作業内容 A.
ドキュメンタリー制作をめぐるインタビューの全文を、一字一句変えずに複製してください。

提示テキスト.
┏━━

藤川監督がドキュメンタリーを撮るようになったきっかけ・劇場映画やドラマとの違いを教えてください。
 僕がドキュメンタリーを撮り始めたのは、世界を知りたい、知らないことを知りたいと思ったことが始まりでした。
 今作だと、愛子さんだけの話をしているのにもっと大きい普遍的な話をしているように聞こえくるのです。それが人様に聞いてもらいたい話や、想像してもらいたい話などになっていくんです。つまり、自分の心が動くコトやモノ・ヒトを伝えたい、それを作品にしているといった感じです。

―普通の劇場商業映画とドラマの制作にも携わっていると思うのですが、全然違いますか?

 少し違いますね。フィクションとノンフィクションの両方の仕事をしている人は珍しいかもしれません。ドラマとか映画は商業作品でエンタメなので、物語の世界をより広げるために仕事をしています。若い頃は主観で作品を選んで、面白い映画になるよう心を捧げるみたいなこともありましたが、今はスタッフとして物語のクオリティを上げるために苦心しています。ドキュメンタリーを作る時は、自分自身の生き方に直接関わってくるので、もう少し個人的になっています。作品と自分がシンクロする部分も多いです。

┗━━

表示データ行.
┏━━

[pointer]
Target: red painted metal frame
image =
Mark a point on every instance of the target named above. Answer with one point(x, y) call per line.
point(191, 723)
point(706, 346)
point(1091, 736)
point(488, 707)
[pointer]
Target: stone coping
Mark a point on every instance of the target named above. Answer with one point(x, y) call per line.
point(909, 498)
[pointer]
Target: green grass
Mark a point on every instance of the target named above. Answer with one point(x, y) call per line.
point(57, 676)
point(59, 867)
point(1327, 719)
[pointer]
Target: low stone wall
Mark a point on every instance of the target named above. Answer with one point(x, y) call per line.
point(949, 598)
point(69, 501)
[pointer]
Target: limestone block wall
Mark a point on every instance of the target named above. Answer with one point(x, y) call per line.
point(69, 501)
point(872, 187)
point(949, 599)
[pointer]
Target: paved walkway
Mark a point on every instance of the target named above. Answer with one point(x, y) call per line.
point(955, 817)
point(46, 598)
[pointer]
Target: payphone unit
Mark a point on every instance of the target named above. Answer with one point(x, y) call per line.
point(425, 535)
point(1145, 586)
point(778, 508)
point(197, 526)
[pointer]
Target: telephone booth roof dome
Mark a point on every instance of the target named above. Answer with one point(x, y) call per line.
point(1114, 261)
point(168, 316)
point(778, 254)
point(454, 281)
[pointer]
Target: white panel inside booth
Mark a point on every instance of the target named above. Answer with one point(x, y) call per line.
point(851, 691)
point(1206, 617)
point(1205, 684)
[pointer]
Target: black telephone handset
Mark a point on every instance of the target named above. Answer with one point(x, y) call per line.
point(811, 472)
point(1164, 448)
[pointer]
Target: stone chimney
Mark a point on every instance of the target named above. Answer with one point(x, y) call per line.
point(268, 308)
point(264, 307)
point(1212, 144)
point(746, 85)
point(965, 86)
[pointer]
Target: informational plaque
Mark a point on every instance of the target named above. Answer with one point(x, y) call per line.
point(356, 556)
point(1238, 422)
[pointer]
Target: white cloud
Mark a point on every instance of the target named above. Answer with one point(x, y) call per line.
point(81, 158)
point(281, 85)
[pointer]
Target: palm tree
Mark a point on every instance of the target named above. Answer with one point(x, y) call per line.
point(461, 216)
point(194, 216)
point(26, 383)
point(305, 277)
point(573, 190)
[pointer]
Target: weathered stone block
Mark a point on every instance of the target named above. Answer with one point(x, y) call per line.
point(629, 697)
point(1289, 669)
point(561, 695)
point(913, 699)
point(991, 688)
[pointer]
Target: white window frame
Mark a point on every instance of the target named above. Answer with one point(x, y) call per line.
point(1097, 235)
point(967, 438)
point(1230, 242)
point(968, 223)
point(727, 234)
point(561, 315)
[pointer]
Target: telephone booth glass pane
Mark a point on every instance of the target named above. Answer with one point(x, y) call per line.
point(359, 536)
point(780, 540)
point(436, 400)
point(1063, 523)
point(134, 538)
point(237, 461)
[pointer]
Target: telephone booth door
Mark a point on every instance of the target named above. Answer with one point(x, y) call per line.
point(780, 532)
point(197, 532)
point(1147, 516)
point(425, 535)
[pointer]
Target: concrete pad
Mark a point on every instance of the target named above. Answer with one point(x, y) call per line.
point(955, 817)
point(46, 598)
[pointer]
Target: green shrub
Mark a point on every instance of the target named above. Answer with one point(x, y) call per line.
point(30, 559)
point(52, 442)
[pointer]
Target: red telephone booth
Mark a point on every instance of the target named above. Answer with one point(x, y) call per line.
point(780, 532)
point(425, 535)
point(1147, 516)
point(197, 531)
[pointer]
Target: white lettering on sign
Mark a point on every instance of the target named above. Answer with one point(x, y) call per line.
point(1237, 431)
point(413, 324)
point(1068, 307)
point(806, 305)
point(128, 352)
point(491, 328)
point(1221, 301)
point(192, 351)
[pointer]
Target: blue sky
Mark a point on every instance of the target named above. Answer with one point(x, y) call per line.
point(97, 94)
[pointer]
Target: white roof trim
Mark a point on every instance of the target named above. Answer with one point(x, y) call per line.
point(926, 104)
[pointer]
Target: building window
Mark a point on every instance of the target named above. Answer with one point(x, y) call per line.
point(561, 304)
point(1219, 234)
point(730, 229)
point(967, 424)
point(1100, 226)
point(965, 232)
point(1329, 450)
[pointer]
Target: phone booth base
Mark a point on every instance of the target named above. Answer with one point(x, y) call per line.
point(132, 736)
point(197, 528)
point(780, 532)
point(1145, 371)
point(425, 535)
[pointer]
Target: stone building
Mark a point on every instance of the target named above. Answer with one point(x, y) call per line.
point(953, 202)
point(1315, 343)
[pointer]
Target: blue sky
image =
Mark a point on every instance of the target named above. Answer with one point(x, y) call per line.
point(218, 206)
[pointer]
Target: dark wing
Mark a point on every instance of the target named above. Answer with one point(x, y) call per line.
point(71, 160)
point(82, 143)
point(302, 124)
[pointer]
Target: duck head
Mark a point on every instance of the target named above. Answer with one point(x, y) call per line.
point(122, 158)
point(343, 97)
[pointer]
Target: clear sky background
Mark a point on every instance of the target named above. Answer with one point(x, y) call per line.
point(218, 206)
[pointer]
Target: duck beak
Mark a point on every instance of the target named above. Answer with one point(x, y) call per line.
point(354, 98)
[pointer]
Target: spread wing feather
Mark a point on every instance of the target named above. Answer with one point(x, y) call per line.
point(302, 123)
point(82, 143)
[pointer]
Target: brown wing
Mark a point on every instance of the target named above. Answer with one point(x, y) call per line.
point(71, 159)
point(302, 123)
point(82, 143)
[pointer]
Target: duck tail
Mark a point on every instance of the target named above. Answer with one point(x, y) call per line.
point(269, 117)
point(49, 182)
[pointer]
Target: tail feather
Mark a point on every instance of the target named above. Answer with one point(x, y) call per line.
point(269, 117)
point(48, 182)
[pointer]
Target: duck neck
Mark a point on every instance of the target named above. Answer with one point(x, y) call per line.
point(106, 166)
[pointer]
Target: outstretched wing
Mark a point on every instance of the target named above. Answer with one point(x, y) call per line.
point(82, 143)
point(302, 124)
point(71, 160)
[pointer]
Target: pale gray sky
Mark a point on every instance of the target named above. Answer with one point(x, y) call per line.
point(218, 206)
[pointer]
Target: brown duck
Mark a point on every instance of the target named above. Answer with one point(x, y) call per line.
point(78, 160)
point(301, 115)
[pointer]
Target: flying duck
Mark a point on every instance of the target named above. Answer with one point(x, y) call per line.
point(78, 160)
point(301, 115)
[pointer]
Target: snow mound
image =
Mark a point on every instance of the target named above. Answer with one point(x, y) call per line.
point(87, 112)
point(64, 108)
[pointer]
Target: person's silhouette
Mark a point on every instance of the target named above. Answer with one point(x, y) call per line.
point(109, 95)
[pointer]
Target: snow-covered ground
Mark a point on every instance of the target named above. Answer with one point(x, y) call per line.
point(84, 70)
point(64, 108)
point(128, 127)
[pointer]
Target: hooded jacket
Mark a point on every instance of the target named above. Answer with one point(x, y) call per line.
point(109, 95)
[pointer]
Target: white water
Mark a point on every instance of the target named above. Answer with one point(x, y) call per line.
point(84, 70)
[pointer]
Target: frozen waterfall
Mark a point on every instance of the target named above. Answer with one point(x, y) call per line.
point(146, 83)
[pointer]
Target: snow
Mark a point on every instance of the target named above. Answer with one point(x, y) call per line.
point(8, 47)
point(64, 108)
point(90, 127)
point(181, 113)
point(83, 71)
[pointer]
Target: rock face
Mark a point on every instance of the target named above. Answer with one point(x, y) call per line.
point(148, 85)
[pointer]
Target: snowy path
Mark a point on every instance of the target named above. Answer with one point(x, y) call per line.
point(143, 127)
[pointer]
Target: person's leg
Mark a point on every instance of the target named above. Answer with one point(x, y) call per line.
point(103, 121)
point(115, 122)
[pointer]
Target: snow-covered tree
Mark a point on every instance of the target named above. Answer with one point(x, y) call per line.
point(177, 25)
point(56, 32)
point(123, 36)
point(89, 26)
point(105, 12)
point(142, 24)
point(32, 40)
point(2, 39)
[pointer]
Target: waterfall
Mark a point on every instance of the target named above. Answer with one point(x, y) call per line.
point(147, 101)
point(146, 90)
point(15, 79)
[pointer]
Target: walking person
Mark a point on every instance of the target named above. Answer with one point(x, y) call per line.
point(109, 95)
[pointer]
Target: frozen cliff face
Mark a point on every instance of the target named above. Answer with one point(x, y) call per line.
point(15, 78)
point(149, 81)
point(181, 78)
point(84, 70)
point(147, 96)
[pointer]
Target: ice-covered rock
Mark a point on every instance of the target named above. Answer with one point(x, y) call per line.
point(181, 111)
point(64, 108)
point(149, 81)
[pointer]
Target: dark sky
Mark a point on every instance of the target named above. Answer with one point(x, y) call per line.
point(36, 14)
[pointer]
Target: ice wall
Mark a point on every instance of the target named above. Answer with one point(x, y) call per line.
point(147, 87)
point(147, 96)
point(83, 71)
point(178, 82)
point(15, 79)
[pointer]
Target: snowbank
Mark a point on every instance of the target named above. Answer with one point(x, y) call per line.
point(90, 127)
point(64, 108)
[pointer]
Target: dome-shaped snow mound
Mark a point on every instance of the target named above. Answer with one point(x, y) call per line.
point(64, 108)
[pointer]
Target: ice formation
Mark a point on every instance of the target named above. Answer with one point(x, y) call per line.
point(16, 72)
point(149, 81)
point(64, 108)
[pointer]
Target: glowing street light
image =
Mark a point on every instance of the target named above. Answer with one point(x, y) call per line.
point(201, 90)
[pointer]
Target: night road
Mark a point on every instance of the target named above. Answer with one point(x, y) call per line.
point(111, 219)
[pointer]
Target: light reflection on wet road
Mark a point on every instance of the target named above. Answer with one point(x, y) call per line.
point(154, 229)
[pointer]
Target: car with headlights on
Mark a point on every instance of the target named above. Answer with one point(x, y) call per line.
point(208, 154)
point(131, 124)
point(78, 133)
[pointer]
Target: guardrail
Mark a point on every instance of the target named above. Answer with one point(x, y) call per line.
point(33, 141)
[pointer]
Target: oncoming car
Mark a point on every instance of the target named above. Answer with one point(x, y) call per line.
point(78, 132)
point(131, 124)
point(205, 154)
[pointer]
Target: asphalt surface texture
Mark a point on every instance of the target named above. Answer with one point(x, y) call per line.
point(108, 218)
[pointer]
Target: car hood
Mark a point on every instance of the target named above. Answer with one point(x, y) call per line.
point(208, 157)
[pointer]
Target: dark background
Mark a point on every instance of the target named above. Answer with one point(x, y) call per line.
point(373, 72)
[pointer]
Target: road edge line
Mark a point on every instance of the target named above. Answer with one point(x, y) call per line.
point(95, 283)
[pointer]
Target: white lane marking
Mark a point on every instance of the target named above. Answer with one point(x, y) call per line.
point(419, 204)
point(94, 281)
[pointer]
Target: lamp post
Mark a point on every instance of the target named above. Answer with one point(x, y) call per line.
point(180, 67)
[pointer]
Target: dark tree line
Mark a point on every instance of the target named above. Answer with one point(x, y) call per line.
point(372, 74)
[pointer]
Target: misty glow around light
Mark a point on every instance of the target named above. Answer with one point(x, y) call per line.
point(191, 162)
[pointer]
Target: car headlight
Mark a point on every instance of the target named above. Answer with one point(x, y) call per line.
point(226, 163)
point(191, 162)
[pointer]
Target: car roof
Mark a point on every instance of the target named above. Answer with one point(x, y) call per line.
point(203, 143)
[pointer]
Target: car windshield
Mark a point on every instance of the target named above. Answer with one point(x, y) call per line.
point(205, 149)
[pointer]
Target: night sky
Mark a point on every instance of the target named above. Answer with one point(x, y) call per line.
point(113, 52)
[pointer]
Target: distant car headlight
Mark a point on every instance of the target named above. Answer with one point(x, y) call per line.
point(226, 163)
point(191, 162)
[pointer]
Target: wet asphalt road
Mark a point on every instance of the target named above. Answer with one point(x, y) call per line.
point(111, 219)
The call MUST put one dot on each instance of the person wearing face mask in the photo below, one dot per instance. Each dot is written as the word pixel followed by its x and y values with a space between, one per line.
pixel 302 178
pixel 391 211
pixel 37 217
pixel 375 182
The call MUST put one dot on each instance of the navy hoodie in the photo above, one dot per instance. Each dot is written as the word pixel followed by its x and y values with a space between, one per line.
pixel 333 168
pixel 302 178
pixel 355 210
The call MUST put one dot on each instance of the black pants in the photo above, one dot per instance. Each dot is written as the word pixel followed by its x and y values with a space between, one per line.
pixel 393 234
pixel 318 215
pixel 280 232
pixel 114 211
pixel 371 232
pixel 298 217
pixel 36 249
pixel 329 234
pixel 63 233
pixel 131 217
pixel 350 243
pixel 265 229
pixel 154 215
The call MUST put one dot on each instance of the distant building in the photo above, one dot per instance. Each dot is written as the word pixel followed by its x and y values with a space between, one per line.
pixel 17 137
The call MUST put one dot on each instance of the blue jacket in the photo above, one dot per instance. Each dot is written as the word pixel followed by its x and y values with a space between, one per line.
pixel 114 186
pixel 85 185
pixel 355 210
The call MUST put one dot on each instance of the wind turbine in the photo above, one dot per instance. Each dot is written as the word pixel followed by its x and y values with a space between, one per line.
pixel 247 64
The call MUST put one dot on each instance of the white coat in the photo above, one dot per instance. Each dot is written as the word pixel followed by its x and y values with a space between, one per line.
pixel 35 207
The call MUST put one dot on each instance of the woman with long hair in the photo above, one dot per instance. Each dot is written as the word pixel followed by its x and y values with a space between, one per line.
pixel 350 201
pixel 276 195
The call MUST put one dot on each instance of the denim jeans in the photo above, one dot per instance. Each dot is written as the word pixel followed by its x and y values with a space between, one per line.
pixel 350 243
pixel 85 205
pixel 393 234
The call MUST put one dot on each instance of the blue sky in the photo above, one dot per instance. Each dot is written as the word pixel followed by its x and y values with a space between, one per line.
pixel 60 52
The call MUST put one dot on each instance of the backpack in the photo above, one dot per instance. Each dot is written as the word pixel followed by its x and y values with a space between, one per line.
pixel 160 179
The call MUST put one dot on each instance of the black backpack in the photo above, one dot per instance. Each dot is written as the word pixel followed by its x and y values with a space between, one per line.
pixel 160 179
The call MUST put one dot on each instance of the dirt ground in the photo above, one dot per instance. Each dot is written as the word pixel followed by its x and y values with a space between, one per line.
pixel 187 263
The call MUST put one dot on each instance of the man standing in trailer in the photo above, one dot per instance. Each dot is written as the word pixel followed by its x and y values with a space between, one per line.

┗━━

作業内容 B.
データ行の先頭から「point(488, 707)」を含む行までを、両端の行も含めてそのまま書き写してください。それ以外の行は不要です。

記述回答 A.
藤川監督がドキュメンタリーを撮るようになったきっかけ・劇場映画やドラマとの違いを教えてください。
 僕がドキュメンタリーを撮り始めたのは、世界を知りたい、知らないことを知りたいと思ったことが始まりでした。
 今作だと、愛子さんだけの話をしているのにもっと大きい普遍的な話をしているように聞こえくるのです。それが人様に聞いてもらいたい話や、想像してもらいたい話などになっていくんです。つまり、自分の心が動くコトやモノ・ヒトを伝えたい、それを作品にしているといった感じです。

―普通の劇場商業映画とドラマの制作にも携わっていると思うのですが、全然違いますか?

 少し違いますね。フィクションとノンフィクションの両方の仕事をしている人は珍しいかもしれません。ドラマとか映画は商業作品でエンタメなので、物語の世界をより広げるために仕事をしています。若い頃は主観で作品を選んで、面白い映画になるよう心を捧げるみたいなこともありましたが、今はスタッフとして物語のクオリティを上げるために苦心しています。ドキュメンタリーを作る時は、自分自身の生き方に直接関わってくるので、もう少し個人的になっています。作品と自分がシンクロする部分も多いです。

記述回答 B.
[pointer]
Target: red painted metal frame
image =
Mark a point on every instance of the target named above. Answer with one point(x, y) call per line.
point(191, 723)
point(706, 346)
point(1091, 736)
point(488, 707)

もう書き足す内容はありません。